▸ **REQUIREMENT**:
Among the entries below, count the lines holding the string "queried". Respond with the number alone.

▸ **RECORDS SHOWN**:
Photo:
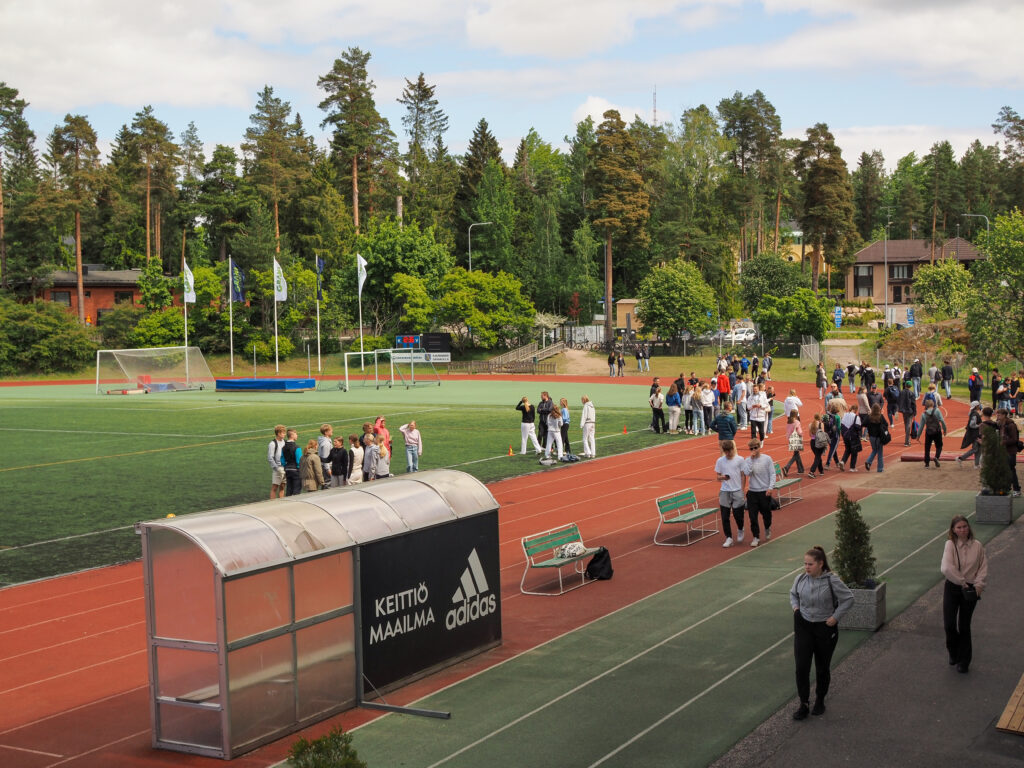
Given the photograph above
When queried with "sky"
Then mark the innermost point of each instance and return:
(890, 75)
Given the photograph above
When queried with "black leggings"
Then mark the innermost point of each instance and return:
(737, 514)
(813, 641)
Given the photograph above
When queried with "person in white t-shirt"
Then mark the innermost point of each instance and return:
(729, 471)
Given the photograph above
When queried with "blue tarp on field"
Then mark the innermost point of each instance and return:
(265, 385)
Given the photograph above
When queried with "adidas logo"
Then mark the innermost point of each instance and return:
(469, 600)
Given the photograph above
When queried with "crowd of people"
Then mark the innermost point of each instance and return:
(328, 461)
(547, 427)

▸ **RESULT**:
6